**** INFORMATION PROVIDED ****
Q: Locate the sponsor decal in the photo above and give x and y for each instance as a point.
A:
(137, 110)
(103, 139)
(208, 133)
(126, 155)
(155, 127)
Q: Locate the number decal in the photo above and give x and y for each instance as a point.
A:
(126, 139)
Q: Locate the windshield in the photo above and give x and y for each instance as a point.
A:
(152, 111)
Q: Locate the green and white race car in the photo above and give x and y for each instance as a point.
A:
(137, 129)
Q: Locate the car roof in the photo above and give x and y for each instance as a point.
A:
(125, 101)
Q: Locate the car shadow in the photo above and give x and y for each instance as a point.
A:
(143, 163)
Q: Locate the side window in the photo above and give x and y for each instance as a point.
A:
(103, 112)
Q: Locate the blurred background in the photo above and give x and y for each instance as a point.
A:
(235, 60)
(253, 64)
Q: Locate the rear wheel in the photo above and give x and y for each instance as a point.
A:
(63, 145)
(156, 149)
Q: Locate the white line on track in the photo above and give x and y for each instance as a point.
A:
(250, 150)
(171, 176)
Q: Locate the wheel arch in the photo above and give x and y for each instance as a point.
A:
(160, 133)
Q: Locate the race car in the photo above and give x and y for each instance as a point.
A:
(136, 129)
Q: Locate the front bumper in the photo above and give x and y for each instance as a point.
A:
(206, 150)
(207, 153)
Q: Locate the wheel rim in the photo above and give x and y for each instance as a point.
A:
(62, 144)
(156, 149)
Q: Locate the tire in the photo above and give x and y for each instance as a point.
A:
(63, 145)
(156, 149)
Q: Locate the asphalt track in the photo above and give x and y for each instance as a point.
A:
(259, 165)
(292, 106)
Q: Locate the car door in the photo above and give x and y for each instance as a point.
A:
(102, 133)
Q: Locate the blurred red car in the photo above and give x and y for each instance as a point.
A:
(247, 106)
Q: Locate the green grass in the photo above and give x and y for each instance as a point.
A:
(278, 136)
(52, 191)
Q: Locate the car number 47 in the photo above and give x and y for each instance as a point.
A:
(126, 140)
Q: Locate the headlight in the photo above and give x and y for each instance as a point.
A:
****
> **TRY IT**:
Look above for the line with "Q: Locate the windshield" and the line with "Q: Locate the car roof". Write out those two lines and all the lines between them, exactly, and no others.

> **TASK OUTPUT**:
Q: Locate the windshield in the photo above and give x and y for each instance as a point.
A:
(152, 111)
Q: Locate the green and white race car in the photo above and give x and y for each instance as a point.
A:
(137, 129)
Q: Locate the car roof in the photo above and give x and y for each instance as a point.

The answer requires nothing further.